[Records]
>> BEGIN
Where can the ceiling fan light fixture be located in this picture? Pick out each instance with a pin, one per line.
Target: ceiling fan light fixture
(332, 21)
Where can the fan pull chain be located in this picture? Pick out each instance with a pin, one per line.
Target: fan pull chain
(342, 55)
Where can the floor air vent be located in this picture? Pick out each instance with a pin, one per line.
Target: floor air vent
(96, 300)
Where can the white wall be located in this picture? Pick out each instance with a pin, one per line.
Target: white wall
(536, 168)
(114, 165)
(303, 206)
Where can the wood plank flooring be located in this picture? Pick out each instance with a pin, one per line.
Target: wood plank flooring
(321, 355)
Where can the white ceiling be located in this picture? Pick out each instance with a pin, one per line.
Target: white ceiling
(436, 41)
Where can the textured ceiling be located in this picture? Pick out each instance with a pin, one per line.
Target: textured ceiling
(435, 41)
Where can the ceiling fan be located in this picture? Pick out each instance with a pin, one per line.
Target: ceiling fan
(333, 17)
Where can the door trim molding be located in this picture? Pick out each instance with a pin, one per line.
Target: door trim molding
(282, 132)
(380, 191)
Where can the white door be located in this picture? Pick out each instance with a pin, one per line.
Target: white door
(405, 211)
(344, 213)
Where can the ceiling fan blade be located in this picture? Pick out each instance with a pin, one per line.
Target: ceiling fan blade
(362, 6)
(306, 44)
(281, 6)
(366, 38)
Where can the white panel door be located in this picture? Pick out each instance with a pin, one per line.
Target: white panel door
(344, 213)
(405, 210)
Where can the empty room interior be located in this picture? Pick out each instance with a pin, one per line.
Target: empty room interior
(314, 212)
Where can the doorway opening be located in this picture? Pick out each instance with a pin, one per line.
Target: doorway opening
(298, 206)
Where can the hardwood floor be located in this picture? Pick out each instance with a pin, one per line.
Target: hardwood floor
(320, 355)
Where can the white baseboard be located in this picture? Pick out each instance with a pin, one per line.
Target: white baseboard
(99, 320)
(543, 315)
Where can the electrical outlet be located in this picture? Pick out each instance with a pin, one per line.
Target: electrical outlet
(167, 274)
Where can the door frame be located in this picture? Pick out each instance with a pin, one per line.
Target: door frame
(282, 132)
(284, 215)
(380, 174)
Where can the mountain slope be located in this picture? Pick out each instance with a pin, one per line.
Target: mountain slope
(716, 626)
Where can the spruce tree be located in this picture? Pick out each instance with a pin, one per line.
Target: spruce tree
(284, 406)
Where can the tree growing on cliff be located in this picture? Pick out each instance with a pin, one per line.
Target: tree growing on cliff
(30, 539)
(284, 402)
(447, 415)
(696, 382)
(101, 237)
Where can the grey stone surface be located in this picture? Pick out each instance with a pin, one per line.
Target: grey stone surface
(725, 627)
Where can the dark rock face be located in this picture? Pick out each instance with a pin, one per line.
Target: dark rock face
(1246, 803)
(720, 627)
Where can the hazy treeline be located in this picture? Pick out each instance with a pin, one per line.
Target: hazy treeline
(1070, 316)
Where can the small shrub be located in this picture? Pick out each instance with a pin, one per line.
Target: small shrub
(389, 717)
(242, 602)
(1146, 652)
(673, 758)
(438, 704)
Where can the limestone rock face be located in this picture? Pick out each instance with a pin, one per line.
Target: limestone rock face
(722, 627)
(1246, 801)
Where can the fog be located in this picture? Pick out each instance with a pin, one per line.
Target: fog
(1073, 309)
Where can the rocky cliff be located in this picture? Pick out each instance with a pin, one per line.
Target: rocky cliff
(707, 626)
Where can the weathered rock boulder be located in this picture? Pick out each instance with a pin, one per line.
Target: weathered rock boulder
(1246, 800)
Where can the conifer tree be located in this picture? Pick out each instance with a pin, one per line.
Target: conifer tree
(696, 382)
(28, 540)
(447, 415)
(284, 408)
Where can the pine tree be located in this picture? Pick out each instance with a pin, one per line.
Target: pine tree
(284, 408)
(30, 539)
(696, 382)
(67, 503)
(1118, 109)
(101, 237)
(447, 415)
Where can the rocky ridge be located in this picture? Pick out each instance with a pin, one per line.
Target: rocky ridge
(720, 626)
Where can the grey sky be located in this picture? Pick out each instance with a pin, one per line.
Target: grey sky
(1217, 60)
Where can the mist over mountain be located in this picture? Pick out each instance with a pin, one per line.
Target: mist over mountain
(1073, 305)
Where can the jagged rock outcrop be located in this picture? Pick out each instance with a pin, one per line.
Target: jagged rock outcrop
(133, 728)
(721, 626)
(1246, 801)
>> END
● What is required
Recast every line of the records above as a Markdown table with the columns Row and Text. Number the rows in order and omit blank lines.

● Full response
| Row | Text |
|---|---|
| 1 | Where can the ceiling fan light fixture be located in this picture? Pick out each instance with a pin, one per line. |
| 2 | Target: ceiling fan light fixture |
| 3 | (332, 21) |
| 4 | Where can the fan pull chain be located in this picture? Pick out each instance with a pin, one per line. |
| 5 | Target: fan pull chain |
| 6 | (342, 55) |
| 7 | Where can the floor air vent be located in this picture? Pick out each instance with a pin, one per line. |
| 8 | Target: floor air vent |
| 9 | (96, 300) |
| 10 | Where can the white wall be located in this picture? Pick out each instance with a pin, one per line. |
| 11 | Target: white wall |
| 12 | (536, 168) |
| 13 | (114, 165) |
| 14 | (303, 206) |
| 15 | Where can the wood plank flooring be located in this picture? Pick out each instance with a pin, one per line. |
| 16 | Target: wood plank flooring |
| 17 | (321, 355) |
| 18 | Where can the white ceiling be located in this picture? Pick out each instance with a pin, one per line. |
| 19 | Target: white ceiling |
| 20 | (436, 41) |
| 21 | Where can the textured ceiling be located in this picture? Pick out each instance with a pin, one per line. |
| 22 | Target: textured ceiling |
| 23 | (435, 41) |
| 24 | Where can the ceiling fan be located in this picture? Pick out each instance with a pin, one per line. |
| 25 | Target: ceiling fan |
| 26 | (333, 17) |
| 27 | Where can the door trim molding be located in this picture? Pick out each instance with a pin, one per line. |
| 28 | Target: door trim molding |
| 29 | (282, 132) |
| 30 | (380, 191) |
| 31 | Where can the white door be located in this picture? Pick out each instance with a pin, one per line. |
| 32 | Target: white door |
| 33 | (405, 211) |
| 34 | (344, 213) |
| 35 | Where can the ceiling fan blade be located in this picture? Pick out each instance with a pin, one per line. |
| 36 | Target: ceiling fan blade |
| 37 | (362, 6) |
| 38 | (306, 44) |
| 39 | (281, 6) |
| 40 | (366, 38) |
| 41 | Where can the white panel door be located in this picture? Pick out each instance with a pin, one per line. |
| 42 | Target: white panel door |
| 43 | (344, 213) |
| 44 | (405, 210) |
| 45 | Where can the empty room interior be located in this picture? Pick out each instance with a pin, one per line. |
| 46 | Target: empty room interior |
| 47 | (314, 212) |
| 48 | Where can the doorway opening be located in this picture? Pick out each instance with a pin, one per line. |
| 49 | Target: doorway opening |
| 50 | (298, 206) |
| 51 | Where can the hardwood floor be located in this picture? Pick out each instance with a pin, one per line. |
| 52 | Target: hardwood floor |
| 53 | (320, 355) |
| 54 | Where can the white baseboard be located in this picture? Pick out each instance with a pin, one per line. |
| 55 | Target: white baseboard |
| 56 | (99, 320) |
| 57 | (543, 315) |
| 58 | Where can the electrical outlet be located in this picture? Pick out each instance with a pin, one per line. |
| 59 | Target: electrical outlet |
| 60 | (167, 274) |
| 61 | Where can the door frame be located in this picture? Pick out each instance with a pin, one per line. |
| 62 | Target: door frame |
| 63 | (282, 132) |
| 64 | (284, 215) |
| 65 | (380, 174) |
| 66 | Where can the mountain slope be located in this picture? Pick out each instance with a pin, one per line. |
| 67 | Target: mountain slope |
| 68 | (716, 626) |
| 69 | Where can the spruce tree be located in this picture? Pick out each instance with a pin, one per line. |
| 70 | Target: spruce tree |
| 71 | (284, 406) |
| 72 | Where can the tree growing on cliff be located in this picture? Pick out each instance with a pin, one per line. |
| 73 | Target: tree growing on cliff |
| 74 | (30, 539) |
| 75 | (284, 402) |
| 76 | (447, 415) |
| 77 | (696, 382) |
| 78 | (101, 237) |
| 79 | Where can the grey stone surface be located in this picture? Pick out each instance with a pin, one per line. |
| 80 | Target: grey stone surface |
| 81 | (725, 627) |
| 82 | Where can the dark rock face be located in this picture? Pick out each instance with a pin, one per line. |
| 83 | Target: dark rock face |
| 84 | (1246, 803) |
| 85 | (720, 627) |
| 86 | Where can the hazy treeline be located in this picture? Pick out each instance with a pin, one per line. |
| 87 | Target: hazy treeline |
| 88 | (1070, 316) |
| 89 | Where can the small shrub be located in this picture? Pick out each instance with a pin, one per line. |
| 90 | Target: small shrub |
| 91 | (389, 717) |
| 92 | (242, 602) |
| 93 | (1146, 652) |
| 94 | (673, 758) |
| 95 | (438, 704) |
| 96 | Where can the limestone rock face be located in this picture? Pick out each instance with a pin, one per line. |
| 97 | Target: limestone rock face |
| 98 | (722, 627) |
| 99 | (1246, 801) |
| 100 | Where can the fog be located in this picture? Pick out each instance with a pin, one per line. |
| 101 | Target: fog |
| 102 | (1073, 309) |
| 103 | Where can the rocky cliff be located in this picture? Pick out each instance with a pin, one per line. |
| 104 | Target: rocky cliff |
| 105 | (707, 626) |
| 106 | Where can the weathered rock boulder be located in this picture? Pick out each instance with a pin, one per line. |
| 107 | Target: weathered rock boulder |
| 108 | (1246, 800) |
| 109 | Where can the conifer tree be located in this picture? Pick out each instance with a pin, one per line. |
| 110 | Target: conifer tree |
| 111 | (696, 382) |
| 112 | (28, 540) |
| 113 | (447, 415) |
| 114 | (284, 408) |
| 115 | Where can the pine tree be located in this picture? Pick out each instance with a pin, one per line. |
| 116 | Target: pine tree |
| 117 | (284, 408) |
| 118 | (30, 539) |
| 119 | (696, 382) |
| 120 | (67, 503) |
| 121 | (1118, 109) |
| 122 | (101, 237) |
| 123 | (447, 415) |
| 124 | Where can the rocky ridge be located in this picture? Pick out each instance with a pin, one per line. |
| 125 | Target: rocky ridge |
| 126 | (720, 626) |
| 127 | Where can the grey sky be located in this picture? Pick out each instance with a pin, one per line. |
| 128 | Target: grey sky |
| 129 | (1217, 60) |
| 130 | Where can the mist over mountain be located in this picture? Pick out each instance with a pin, one per line. |
| 131 | Target: mist over mountain |
| 132 | (1073, 305) |
| 133 | Where can the jagged rock outcrop be located in this picture? Pick out each instance with a pin, one per line. |
| 134 | Target: jagged rock outcrop |
| 135 | (133, 728) |
| 136 | (721, 626) |
| 137 | (1246, 801) |